▶ PAGE EXTRACT:
3. MID-CONTRACT NEGOTIATIONS

    The parties shall adopt a compromise proposal as follows:

Section 1. For issues that impact the Fort Worth facility, in lieu of having a Fort Worth representative of the NTEU bargaining unit attend negotiations in person, the representative will be provided the opportunity for participation in negotiations via video conference hookup through the Fort Worth Bureau Director’s facilities. When it needs the video conference hookup, the Union will give the Employer 24-hour notice in order to allow the Employer adequate time to make the arrangements. In the event that the Employer is unable to make the arrangements for use of the video conference facility at the specific time requested, the parties may adjust their negotiations schedule. The Fort Worth representative will be a full participant in the negotiations during the time he or she is participating via video conference. The parties will be reasonable in the amount of time needed for video conference participation. The Union’s proposed wording on sections 2.2, 2.3., and 2.4.

4. TIME-OFF AWARDS

    The parties shall adopt the Union’s proposal.

5. GAINSHARING PROGRAM

    The parties shall adopt the Employer’s proposal.

6. FLEXIPLACE PILOT PROGRAM

    The parties shall adopt the Employer’s proposal.

By direction of the Panel.

H. Joseph Schimansky

Executive Director

November 24, 1999

Washington, D.C.

 

1.The articles that were completely resolved are those addressing merit promotion (Art. 17), disciplinary and adverse actions (Art. 29), and performance appraisals (Art.34). The articles that were partially resolved address employee rights (Art. 3), hours of work (Art. 8), mid-contract negotiations (Art. 32), awards, and flexiplace; the latter two are new articles for which numbers have not been assigned. A number of sections in the flexiplace article were resolved after the informal conference.

2.In its position statement, the Employer accepted the Union’s final proposal on § 9 of the merit promotion article. In addition, on November 15, 1999, the Panel was notified by the Employer that it also had accepted the Union’s proposed reduction-in-force article. Consequently, neither article will be addressed further herein.

3.BEP reports that it operates “like a private business,” with its funding coming from “the product it sells” and not Congressional appropriations.

▶ SOURCE DATA:
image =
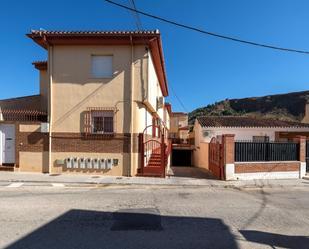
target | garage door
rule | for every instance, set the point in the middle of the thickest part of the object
(181, 158)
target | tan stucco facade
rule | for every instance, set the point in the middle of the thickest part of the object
(74, 90)
(33, 162)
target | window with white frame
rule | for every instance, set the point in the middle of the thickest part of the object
(102, 122)
(101, 66)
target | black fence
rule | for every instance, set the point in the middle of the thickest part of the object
(266, 151)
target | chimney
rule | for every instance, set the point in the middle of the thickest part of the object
(306, 116)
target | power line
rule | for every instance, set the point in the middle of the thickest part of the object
(209, 33)
(136, 16)
(179, 100)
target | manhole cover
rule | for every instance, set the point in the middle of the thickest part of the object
(137, 219)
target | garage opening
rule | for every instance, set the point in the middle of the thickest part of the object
(181, 157)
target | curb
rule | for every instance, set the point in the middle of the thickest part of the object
(230, 186)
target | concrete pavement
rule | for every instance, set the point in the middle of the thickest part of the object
(180, 217)
(180, 180)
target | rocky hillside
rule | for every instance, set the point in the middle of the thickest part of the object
(289, 106)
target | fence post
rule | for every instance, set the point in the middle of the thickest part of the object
(228, 156)
(163, 155)
(141, 151)
(302, 155)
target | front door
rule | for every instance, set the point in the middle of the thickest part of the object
(307, 156)
(7, 144)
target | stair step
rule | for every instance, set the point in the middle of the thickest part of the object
(6, 168)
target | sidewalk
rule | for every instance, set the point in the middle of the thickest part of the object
(171, 181)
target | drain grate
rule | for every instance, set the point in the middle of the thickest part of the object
(137, 219)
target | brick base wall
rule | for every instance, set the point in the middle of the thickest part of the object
(266, 167)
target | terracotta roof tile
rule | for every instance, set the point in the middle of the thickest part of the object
(94, 32)
(232, 121)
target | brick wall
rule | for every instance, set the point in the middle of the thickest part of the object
(266, 167)
(76, 142)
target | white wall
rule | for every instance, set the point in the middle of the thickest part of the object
(243, 133)
(154, 89)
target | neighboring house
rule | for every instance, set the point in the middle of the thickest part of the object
(179, 135)
(98, 92)
(212, 131)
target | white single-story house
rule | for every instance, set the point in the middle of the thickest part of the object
(243, 129)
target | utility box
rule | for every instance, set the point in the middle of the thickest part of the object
(82, 164)
(115, 162)
(44, 127)
(95, 163)
(68, 162)
(75, 163)
(88, 163)
(102, 163)
(108, 163)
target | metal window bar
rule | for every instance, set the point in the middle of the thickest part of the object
(248, 151)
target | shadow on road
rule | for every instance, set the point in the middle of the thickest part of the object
(128, 229)
(276, 240)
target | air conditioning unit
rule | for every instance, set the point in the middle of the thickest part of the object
(88, 163)
(160, 103)
(108, 163)
(75, 163)
(82, 164)
(95, 163)
(68, 162)
(44, 127)
(102, 163)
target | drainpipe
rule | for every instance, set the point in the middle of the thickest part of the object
(50, 104)
(132, 110)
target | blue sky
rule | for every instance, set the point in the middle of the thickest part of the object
(200, 69)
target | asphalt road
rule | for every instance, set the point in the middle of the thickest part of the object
(42, 216)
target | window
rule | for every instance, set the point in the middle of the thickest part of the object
(101, 66)
(102, 122)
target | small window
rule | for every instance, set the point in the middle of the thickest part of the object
(261, 139)
(101, 66)
(102, 122)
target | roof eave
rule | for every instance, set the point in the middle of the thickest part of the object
(153, 40)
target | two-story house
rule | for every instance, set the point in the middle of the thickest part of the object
(102, 98)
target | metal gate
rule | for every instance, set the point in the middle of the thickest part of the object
(307, 156)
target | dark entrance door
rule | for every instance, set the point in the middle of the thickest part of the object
(181, 158)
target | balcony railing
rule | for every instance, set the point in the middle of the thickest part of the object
(23, 115)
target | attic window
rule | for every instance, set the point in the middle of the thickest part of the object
(102, 122)
(102, 66)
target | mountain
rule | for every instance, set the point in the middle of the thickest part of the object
(289, 106)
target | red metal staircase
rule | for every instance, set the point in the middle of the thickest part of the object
(154, 152)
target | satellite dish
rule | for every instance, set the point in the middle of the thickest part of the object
(206, 133)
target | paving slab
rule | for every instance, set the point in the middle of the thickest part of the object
(169, 181)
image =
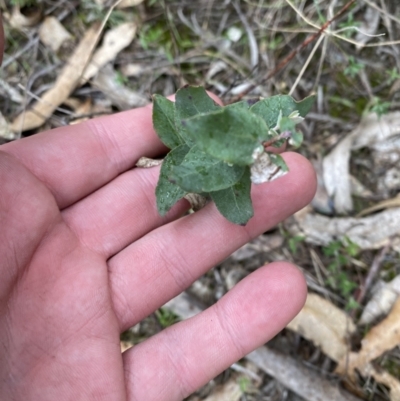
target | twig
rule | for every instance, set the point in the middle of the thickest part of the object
(292, 54)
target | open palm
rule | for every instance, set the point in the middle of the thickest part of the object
(85, 255)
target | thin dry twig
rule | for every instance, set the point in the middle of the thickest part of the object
(293, 53)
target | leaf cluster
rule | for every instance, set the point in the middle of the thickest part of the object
(214, 148)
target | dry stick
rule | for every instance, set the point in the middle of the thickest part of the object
(291, 55)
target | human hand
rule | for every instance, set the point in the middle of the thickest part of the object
(85, 255)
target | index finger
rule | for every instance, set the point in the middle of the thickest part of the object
(76, 160)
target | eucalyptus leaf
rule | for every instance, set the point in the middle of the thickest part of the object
(189, 102)
(234, 203)
(168, 193)
(229, 134)
(200, 172)
(164, 121)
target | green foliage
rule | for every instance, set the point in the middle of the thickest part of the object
(294, 242)
(165, 317)
(353, 68)
(340, 254)
(379, 106)
(214, 148)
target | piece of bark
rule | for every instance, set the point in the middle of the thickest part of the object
(64, 85)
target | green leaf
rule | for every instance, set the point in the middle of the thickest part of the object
(164, 121)
(272, 108)
(229, 134)
(168, 193)
(189, 102)
(234, 203)
(296, 139)
(200, 172)
(279, 161)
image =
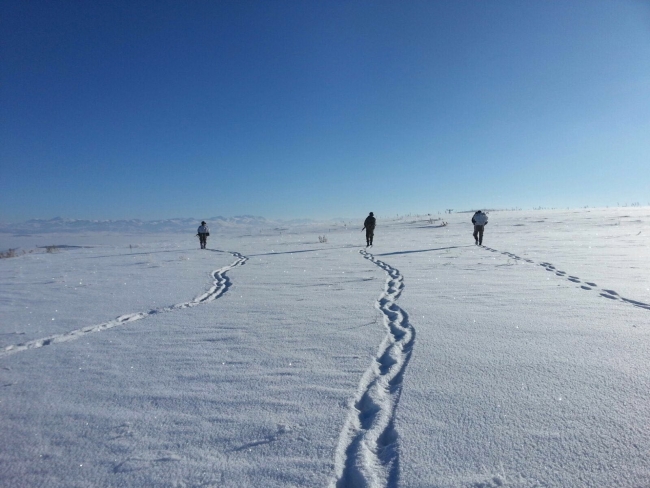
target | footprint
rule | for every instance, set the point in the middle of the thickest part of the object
(608, 296)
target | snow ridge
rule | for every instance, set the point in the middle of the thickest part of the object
(586, 285)
(220, 286)
(367, 454)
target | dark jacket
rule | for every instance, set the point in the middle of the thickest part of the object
(479, 218)
(369, 223)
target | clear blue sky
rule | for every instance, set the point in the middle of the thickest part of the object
(136, 109)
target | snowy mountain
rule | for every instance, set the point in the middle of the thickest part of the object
(181, 225)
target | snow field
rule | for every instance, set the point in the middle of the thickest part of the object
(431, 362)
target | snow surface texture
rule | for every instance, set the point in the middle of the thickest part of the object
(141, 360)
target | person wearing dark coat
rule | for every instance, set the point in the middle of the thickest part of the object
(480, 221)
(203, 232)
(369, 225)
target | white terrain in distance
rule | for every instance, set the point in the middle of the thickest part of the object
(274, 360)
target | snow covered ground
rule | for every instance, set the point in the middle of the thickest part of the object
(274, 360)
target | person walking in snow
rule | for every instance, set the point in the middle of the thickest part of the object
(369, 225)
(480, 221)
(203, 232)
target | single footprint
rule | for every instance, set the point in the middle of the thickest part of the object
(608, 296)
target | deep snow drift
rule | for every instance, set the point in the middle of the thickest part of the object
(272, 359)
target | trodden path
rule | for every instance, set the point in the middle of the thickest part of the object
(585, 285)
(367, 453)
(220, 285)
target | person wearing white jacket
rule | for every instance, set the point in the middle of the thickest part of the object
(480, 221)
(203, 232)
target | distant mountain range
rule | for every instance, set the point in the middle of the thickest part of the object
(242, 223)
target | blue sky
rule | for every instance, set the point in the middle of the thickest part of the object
(293, 109)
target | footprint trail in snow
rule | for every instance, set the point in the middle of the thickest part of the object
(367, 454)
(585, 285)
(220, 286)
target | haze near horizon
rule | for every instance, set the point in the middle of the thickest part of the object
(315, 110)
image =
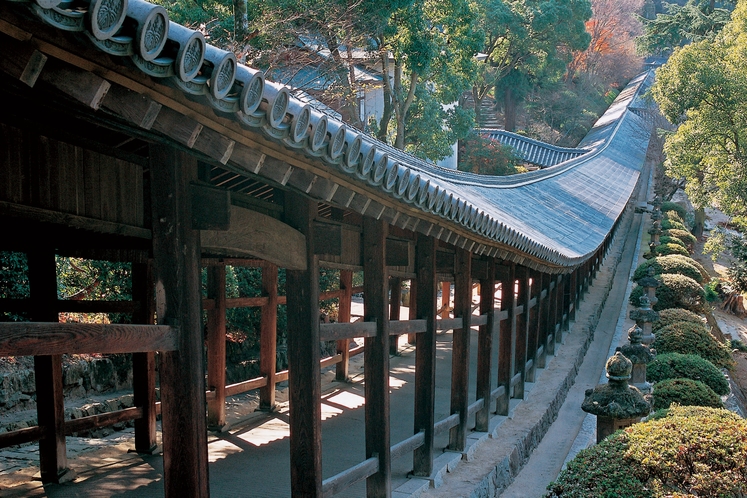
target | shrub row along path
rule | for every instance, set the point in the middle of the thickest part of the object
(252, 460)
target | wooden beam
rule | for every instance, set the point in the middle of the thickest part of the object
(254, 234)
(303, 355)
(460, 354)
(425, 306)
(376, 359)
(176, 253)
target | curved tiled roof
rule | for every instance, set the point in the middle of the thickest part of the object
(553, 218)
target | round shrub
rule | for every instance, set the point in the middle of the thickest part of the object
(670, 248)
(685, 236)
(675, 291)
(668, 264)
(685, 450)
(685, 392)
(688, 338)
(687, 366)
(670, 224)
(673, 206)
(674, 315)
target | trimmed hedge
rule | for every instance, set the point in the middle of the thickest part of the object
(674, 315)
(673, 206)
(687, 366)
(685, 236)
(685, 450)
(686, 392)
(688, 338)
(676, 291)
(668, 264)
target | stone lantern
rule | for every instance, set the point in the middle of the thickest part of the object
(616, 404)
(640, 355)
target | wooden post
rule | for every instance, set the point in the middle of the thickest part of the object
(176, 254)
(507, 334)
(522, 329)
(216, 347)
(303, 356)
(460, 348)
(425, 351)
(395, 299)
(485, 347)
(144, 364)
(50, 402)
(376, 358)
(268, 336)
(343, 345)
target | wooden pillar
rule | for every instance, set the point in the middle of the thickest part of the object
(395, 299)
(460, 348)
(50, 403)
(302, 290)
(425, 351)
(216, 347)
(268, 336)
(376, 358)
(485, 347)
(343, 345)
(533, 324)
(507, 277)
(522, 329)
(144, 364)
(176, 254)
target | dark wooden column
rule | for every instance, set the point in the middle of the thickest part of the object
(522, 330)
(485, 347)
(395, 299)
(425, 306)
(144, 364)
(376, 358)
(460, 348)
(50, 402)
(302, 290)
(176, 254)
(268, 336)
(506, 276)
(216, 347)
(343, 345)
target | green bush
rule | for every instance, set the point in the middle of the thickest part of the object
(668, 264)
(675, 291)
(671, 248)
(674, 315)
(685, 450)
(687, 366)
(685, 392)
(685, 236)
(670, 224)
(673, 206)
(688, 338)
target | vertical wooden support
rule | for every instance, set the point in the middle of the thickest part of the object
(532, 324)
(343, 346)
(395, 299)
(522, 329)
(50, 403)
(144, 364)
(425, 351)
(460, 348)
(507, 333)
(485, 347)
(176, 254)
(376, 358)
(542, 281)
(216, 347)
(303, 356)
(268, 336)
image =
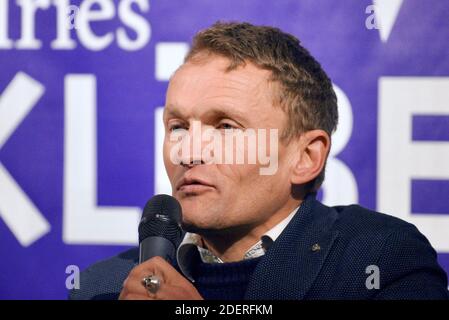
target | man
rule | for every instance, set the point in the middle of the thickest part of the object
(264, 236)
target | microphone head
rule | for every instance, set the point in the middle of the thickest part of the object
(161, 217)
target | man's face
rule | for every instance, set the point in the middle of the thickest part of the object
(219, 197)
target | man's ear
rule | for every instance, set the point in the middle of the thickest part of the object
(314, 148)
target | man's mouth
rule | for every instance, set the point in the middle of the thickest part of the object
(193, 185)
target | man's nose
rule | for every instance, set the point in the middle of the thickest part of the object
(194, 156)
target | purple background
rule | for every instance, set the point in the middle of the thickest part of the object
(334, 32)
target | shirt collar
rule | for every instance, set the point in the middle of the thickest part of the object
(192, 244)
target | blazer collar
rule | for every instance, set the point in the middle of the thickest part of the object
(291, 265)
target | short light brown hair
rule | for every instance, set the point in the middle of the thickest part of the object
(306, 93)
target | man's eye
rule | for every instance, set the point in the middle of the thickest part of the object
(225, 126)
(175, 127)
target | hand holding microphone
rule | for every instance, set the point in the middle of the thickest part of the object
(159, 235)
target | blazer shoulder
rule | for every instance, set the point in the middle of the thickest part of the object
(103, 280)
(358, 220)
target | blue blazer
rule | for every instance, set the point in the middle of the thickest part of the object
(323, 253)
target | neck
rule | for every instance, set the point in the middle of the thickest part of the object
(231, 245)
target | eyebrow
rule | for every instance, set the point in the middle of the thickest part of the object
(213, 112)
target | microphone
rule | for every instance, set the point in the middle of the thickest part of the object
(160, 228)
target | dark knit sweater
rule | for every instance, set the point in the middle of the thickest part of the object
(224, 281)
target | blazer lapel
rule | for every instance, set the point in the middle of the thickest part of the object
(291, 265)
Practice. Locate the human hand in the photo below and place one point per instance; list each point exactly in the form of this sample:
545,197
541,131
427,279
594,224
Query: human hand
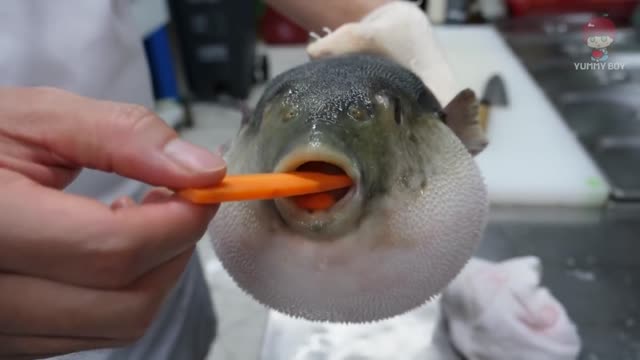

▶ WORK TO COMPLETE:
A – Translate this sentence from the labor contract decision into Spanish: "When it needs the video conference hookup, the Union will give the Employer 24-hour notice in order to allow the Employer adequate time to make the arrangements."
B – Carry the labor contract decision forward, writing the passage that comes after its last footnote.

▶ EXPECTED OUTPUTS:
A – Cuando necesite la conexión por videoconferencia, el Sindicato avisará al Empleador con 24 horas de antelación para que el Empleador disponga de tiempo suficiente para hacer los preparativos.

B –
4.To put this issue in context, in Art. 3, § 6.A., the parties agreed to the following: “Prior to beginning the interview with the employees who are the subject of investigation, they will be advised of the general nature of the interview and their rights to Union representation in writing via the forms in the Appendix.” Also, in § 6.B., among other things, they agreed that “[w]hen an employee is interviewed by an investigative official of the BEP, the employee will be informed whether the investigation is administrative or criminal in nature, whether he/she is the focus of the investigation, and the nature of the matter to be discussed.”

5.The Union represents that these rights are provided for in Beckwith v. United States, 425 U.S. 388 (1976)(Beckwith). In fact, the Beckwith Court simply held that “Miranda warnings” are not mandated prior to such interviews. Also, while the appellant in Beckwith was given some warning, the Union’s proposal does not mirror it. Moreover, the Union does not cite any Federal Labor Relations Authority or court cases, nor we are not aware of any, which hold that, by law, employees must be advised of the specified rights.

6.Specifically, section 8.B.1.f. requires the Employer “to the extent possible to accommodate the [employee’s] request subject to workload consideration.”

7.The Employer’s section 1.B.2. states that an employee’s request will be approved “in a fair and equitable manner, subject only to operational needs and mission requirements.” Its proposed section 1.B.3. provides for “all AWS determination [to be made] based upon workload [] and staffing requirements.”

8.In this connection, the Employer contends that the Union negotiator did not show up for the session. The parties agree that successor MCBA negotiations proceeded without the Union’s WCF representative’s participation.

9.The program went into effect at the beginning of Fiscal Year (FY) 1999 while negotiations were ongoing.